[Information provided]

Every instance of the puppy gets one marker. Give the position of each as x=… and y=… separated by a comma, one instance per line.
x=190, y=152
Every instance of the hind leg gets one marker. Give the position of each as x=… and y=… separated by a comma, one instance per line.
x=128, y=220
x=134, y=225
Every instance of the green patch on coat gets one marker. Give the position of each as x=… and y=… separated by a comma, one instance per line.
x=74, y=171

[/Information provided]

- [Exercise brief]: From the line containing "Every instance of the hind" down to the last line of the records, transcribe every line exactly and add nothing else.

- [Answer below]:
Every instance of the hind leg gets one marker. Give the position of each as x=… and y=… separated by a comma, one instance per line.
x=128, y=220
x=134, y=225
Every instance of the green patch on coat gets one marker. Give the position of each as x=… and y=… separated by a comma, one instance per line.
x=74, y=171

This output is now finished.